** TASK TO CARRY OUT **
Repeat the records below exactly as they appear.

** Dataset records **
=-=-=
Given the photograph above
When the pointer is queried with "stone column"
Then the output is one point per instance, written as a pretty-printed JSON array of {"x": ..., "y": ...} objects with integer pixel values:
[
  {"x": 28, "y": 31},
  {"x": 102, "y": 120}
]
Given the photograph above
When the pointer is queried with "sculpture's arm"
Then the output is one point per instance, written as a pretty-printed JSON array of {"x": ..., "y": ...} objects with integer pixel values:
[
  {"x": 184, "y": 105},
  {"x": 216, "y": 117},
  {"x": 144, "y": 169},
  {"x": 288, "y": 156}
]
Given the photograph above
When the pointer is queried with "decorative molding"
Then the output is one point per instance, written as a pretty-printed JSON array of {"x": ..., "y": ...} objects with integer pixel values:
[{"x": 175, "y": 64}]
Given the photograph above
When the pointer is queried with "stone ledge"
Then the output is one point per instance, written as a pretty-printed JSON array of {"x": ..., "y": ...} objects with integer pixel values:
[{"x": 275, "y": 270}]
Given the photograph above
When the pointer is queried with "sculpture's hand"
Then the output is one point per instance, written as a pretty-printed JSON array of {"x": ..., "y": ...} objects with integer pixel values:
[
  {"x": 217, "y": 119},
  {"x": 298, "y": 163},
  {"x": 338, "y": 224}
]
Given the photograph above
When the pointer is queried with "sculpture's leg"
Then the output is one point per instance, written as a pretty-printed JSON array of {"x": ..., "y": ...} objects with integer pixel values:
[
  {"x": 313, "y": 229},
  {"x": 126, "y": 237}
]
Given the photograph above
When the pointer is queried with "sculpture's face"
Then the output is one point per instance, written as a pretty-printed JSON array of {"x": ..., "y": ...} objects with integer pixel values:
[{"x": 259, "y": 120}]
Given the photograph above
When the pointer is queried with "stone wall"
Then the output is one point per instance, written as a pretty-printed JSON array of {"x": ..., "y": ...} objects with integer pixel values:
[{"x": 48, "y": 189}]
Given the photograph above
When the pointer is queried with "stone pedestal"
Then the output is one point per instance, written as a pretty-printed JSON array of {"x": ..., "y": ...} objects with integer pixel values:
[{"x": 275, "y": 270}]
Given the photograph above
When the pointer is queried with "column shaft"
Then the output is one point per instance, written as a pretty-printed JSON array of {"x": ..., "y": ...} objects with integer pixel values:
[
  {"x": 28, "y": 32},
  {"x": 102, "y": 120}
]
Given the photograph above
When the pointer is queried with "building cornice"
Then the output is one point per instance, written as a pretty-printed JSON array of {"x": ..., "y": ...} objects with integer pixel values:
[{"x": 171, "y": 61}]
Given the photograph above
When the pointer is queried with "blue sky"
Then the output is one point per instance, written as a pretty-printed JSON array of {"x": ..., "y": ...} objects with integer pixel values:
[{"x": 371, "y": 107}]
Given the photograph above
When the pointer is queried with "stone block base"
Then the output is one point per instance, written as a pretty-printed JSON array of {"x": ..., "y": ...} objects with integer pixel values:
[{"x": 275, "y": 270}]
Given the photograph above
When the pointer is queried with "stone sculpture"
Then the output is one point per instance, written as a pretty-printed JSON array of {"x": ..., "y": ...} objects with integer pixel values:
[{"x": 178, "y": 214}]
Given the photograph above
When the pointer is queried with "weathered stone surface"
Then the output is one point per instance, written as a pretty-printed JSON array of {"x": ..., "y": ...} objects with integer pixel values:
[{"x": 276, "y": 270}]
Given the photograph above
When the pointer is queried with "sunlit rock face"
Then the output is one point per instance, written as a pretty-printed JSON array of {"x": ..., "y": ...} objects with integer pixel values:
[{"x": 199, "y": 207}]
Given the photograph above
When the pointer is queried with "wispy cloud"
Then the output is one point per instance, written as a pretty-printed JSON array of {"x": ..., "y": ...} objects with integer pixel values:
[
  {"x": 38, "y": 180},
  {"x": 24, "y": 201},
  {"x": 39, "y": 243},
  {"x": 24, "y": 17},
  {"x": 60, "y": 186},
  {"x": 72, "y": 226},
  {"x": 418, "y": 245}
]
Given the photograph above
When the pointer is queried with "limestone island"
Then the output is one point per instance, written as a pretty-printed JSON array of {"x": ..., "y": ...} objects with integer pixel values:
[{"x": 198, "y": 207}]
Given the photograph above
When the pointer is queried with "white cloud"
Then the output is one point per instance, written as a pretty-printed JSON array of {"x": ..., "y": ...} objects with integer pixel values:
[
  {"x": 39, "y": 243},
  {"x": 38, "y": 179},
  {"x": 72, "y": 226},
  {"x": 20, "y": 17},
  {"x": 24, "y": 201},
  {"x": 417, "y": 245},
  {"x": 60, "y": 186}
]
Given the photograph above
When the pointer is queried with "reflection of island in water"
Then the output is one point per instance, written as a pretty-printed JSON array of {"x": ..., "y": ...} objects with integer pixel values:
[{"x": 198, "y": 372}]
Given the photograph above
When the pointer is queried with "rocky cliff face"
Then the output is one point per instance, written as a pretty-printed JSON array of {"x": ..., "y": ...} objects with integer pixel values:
=-=-=
** THE RESPONSE **
Given the photograph above
When the pointer is queried with "stone column"
Then the output is one point per instance, written as a pretty-printed JSON array of {"x": ..., "y": ...} objects with integer pixel values:
[
  {"x": 28, "y": 31},
  {"x": 102, "y": 120}
]
Given the photograph above
When the pointer is queried with "sculpture's arm"
Then the output is one point per instance, written as a pretty-printed JSON array of {"x": ..., "y": ...} objects with integer pixel values:
[
  {"x": 184, "y": 105},
  {"x": 216, "y": 117},
  {"x": 144, "y": 169},
  {"x": 288, "y": 156}
]
Given the photograph above
When the pointer is queried with "decorative molding"
Then the output is one point per instance, written as a pretty-printed JSON array of {"x": ..., "y": ...} objects with integer pixel values:
[{"x": 175, "y": 64}]
Given the photograph above
When the pointer is queried with "stone ledge"
Then the output is one point per instance, written as a pretty-printed JSON array of {"x": ..., "y": ...} objects with integer pixel values:
[{"x": 275, "y": 270}]
Given the photograph above
When the pointer is queried with "sculpture's hand"
Then the output is one point per instance, written as a pretty-printed JSON array of {"x": ..., "y": ...} objects with integer pixel values:
[
  {"x": 217, "y": 119},
  {"x": 298, "y": 163},
  {"x": 338, "y": 224}
]
Given the photograph above
When the pointer is queried with "sculpture's leg"
Then the output is one point per instance, written as a pretty-printed JSON array of {"x": ..., "y": ...} objects with integer pixel values:
[
  {"x": 313, "y": 229},
  {"x": 126, "y": 237}
]
Given the photograph above
When the pointer is queried with "sculpture's face"
Then the output is one point per instance, written as a pretty-printed JSON array of {"x": ..., "y": ...} objects with integer pixel values:
[{"x": 259, "y": 120}]
Given the photograph above
When the pointer is queried with "stone wall"
Then the output is one point per instance, written as a pretty-printed JSON array of {"x": ..., "y": ...} objects with integer pixel values:
[{"x": 48, "y": 189}]
Given the photograph above
When the pointer is queried with "stone pedestal"
Then the output is one point per instance, written as a pretty-printed JSON array of {"x": ..., "y": ...} objects with integer pixel values:
[{"x": 275, "y": 270}]
Given the photograph above
When the pointer is queried with "column shaft"
Then the output is one point per instance, written as a pretty-printed JSON array of {"x": ..., "y": ...} objects with integer pixel values:
[
  {"x": 28, "y": 32},
  {"x": 102, "y": 120}
]
Given the photograph above
When the pointer is queried with "building cornice"
Then the output is one point per instance, written as a pretty-printed JSON array of {"x": ..., "y": ...} objects with integer pixel values:
[{"x": 171, "y": 61}]
Given the photograph above
When the pointer is queried with "blue sky"
Then the output is one point per instance, written as a pretty-printed JSON array of {"x": ..., "y": ...} objects with integer pixel values:
[{"x": 371, "y": 107}]
Given the photograph above
When the pointer is queried with "stone block base"
Then the output is one point per instance, written as a pretty-printed JSON array of {"x": ..., "y": ...} objects with integer pixel values:
[{"x": 275, "y": 270}]
Given the photograph above
When the pointer is queried with "stone sculpture"
Then the output is one point per instance, written as a pretty-printed JSON array of {"x": ..., "y": ...} objects with integer pixel values:
[{"x": 178, "y": 214}]
Given the photograph above
When the pointer is queried with "weathered stone surface"
Then the output is one point per instance, written as a pretty-printed JSON array of {"x": ..., "y": ...} objects with integer pixel values:
[{"x": 276, "y": 270}]
Given the photograph above
When the pointer is queried with "sunlit rock face"
Then the output is one point per instance, written as a pretty-printed JSON array of {"x": ..., "y": ...} objects with integer pixel values:
[{"x": 199, "y": 207}]
Given the photograph above
When the pointer is queried with "wispy cloud"
Then the output is one point per instance, written as a pretty-printed JSON array of {"x": ..., "y": ...} objects with integer pixel values:
[
  {"x": 38, "y": 180},
  {"x": 24, "y": 201},
  {"x": 39, "y": 243},
  {"x": 24, "y": 17},
  {"x": 60, "y": 186},
  {"x": 72, "y": 226},
  {"x": 418, "y": 245}
]
Given the photograph above
When the pointer is queried with "limestone island"
Then the output is one point per instance, written as a pretty-printed JSON array of {"x": ..., "y": ...} objects with integer pixel values:
[{"x": 198, "y": 207}]
Given the photograph above
When the pointer is queried with "white cloud"
Then the output is one point per instance, written as a pretty-printed JSON array of {"x": ..., "y": ...} objects with integer pixel values:
[
  {"x": 39, "y": 243},
  {"x": 38, "y": 179},
  {"x": 72, "y": 226},
  {"x": 20, "y": 17},
  {"x": 24, "y": 201},
  {"x": 417, "y": 245},
  {"x": 60, "y": 186}
]
Given the photograph above
When the pointer is queried with "reflection of island in water"
Then the output is one point per instance, written as a pretty-printed JSON array of {"x": ..., "y": ...} objects with integer pixel values:
[{"x": 198, "y": 372}]
Given the photograph above
When the pointer is queried with "rocky cliff face"
Then the output is one point per instance, written as a pretty-printed JSON array of {"x": ..., "y": ...} objects with integer pixel values:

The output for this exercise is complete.